## REQUIRED TASK
Show every line in the listing below that contains the string "grass", copying each line in full. Case counts.

## MATERIAL
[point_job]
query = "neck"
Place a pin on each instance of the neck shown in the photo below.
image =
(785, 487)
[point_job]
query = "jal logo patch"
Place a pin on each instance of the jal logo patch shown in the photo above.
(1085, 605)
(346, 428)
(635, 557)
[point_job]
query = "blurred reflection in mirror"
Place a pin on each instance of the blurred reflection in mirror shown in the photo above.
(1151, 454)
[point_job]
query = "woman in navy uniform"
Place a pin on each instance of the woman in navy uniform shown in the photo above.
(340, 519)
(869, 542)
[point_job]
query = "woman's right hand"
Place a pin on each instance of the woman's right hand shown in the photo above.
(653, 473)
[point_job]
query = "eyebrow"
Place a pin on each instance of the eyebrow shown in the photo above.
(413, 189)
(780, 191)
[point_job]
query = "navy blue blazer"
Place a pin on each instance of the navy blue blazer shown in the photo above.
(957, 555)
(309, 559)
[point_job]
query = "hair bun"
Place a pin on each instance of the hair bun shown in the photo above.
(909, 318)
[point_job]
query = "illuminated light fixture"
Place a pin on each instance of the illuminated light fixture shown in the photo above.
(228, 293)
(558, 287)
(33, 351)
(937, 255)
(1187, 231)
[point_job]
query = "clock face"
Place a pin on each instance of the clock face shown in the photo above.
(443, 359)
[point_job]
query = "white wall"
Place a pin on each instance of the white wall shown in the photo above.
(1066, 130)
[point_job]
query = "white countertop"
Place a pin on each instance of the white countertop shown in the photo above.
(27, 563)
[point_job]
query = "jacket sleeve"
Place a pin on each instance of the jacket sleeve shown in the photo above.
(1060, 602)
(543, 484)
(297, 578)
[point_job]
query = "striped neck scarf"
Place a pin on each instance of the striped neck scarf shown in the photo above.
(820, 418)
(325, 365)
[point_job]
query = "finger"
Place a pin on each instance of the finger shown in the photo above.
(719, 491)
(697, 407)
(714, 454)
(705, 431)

==

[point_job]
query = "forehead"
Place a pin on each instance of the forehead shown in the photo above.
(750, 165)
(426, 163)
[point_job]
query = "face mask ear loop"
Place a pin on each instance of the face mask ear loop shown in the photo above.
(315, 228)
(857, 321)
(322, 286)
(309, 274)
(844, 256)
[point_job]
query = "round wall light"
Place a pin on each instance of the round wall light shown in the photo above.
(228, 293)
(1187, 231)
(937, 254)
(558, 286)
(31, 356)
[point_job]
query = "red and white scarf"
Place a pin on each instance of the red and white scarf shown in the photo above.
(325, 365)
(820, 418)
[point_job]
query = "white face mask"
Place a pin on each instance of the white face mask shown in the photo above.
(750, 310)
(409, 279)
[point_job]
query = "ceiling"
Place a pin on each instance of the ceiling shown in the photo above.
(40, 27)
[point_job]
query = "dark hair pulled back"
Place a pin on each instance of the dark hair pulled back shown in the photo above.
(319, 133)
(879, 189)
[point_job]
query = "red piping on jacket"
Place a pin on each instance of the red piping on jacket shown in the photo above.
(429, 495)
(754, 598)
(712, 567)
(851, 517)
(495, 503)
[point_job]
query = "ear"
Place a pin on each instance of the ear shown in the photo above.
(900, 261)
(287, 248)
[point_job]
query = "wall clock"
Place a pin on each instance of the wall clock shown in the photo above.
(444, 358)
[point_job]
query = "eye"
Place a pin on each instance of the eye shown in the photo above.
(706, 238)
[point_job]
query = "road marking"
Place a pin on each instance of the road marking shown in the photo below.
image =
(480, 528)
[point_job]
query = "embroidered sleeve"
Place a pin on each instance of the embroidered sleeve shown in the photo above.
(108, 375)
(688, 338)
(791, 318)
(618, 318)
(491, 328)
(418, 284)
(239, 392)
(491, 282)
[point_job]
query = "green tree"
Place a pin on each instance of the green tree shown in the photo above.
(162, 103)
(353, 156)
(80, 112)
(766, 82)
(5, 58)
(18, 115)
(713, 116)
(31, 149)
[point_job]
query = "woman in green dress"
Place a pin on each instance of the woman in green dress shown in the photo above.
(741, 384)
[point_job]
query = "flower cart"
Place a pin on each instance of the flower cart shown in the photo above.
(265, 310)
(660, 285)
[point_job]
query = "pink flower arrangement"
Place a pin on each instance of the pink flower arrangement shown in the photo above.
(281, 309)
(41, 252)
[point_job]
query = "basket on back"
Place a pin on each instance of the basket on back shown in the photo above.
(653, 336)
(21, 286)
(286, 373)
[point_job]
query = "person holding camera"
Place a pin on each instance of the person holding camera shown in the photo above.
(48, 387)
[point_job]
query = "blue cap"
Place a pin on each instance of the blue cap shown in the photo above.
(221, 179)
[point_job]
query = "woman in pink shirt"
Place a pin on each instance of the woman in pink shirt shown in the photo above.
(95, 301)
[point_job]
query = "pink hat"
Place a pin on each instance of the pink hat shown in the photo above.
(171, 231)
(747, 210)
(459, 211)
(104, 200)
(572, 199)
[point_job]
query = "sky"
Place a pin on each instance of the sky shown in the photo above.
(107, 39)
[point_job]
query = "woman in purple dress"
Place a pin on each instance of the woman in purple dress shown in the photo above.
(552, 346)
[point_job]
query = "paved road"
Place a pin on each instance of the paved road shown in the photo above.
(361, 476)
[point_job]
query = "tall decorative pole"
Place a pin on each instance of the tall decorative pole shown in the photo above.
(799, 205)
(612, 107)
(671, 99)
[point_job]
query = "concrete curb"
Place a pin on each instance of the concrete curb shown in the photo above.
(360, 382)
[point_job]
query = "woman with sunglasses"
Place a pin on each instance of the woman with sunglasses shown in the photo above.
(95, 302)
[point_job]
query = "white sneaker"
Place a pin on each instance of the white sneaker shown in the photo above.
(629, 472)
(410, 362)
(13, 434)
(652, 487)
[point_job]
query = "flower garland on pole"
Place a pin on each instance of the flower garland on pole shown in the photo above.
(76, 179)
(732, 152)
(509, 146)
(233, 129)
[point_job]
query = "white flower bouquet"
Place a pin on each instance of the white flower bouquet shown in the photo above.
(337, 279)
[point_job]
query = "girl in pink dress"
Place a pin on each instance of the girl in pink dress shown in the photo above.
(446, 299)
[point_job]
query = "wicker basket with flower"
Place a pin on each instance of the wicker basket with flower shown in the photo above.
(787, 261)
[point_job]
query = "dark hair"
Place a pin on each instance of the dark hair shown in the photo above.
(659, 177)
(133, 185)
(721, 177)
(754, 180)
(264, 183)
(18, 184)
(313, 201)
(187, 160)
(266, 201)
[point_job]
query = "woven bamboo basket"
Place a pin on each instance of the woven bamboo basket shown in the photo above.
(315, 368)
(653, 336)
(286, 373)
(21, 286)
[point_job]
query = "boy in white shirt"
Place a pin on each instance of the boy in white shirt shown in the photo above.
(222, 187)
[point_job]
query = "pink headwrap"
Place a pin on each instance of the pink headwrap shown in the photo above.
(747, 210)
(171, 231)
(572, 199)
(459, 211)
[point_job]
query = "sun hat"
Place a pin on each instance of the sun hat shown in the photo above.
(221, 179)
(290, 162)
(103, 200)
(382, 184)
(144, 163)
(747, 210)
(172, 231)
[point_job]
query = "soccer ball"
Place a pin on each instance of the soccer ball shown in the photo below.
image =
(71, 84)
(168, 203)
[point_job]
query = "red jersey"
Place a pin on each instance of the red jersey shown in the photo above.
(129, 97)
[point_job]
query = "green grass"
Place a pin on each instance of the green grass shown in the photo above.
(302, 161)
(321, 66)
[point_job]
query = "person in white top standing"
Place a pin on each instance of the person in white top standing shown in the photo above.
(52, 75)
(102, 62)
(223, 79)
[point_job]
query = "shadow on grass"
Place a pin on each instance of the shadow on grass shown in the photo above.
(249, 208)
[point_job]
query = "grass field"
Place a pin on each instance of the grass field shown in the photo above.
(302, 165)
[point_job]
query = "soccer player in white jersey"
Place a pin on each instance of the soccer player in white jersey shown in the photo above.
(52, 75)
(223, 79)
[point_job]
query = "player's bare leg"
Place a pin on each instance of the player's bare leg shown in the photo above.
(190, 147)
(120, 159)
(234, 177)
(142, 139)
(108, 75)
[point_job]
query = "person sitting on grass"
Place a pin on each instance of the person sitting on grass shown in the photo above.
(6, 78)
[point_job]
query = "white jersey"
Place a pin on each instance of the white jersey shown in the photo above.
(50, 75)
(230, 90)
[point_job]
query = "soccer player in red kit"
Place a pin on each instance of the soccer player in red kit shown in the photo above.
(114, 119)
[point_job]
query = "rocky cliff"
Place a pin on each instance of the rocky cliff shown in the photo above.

## RESPONSE BELOW
query = "green grass"
Place a pin on each instance of the green grass shown in the photo above.
query = "shadow on grass"
Place a pin on each instance of the shadow on grass shown in the photo above.
query = "grass field"
Place a pin on each instance of the grass field shown in the photo above.
query = "person sitting on grass"
Place a pin on each instance of the person sitting on grass shown in the photo above.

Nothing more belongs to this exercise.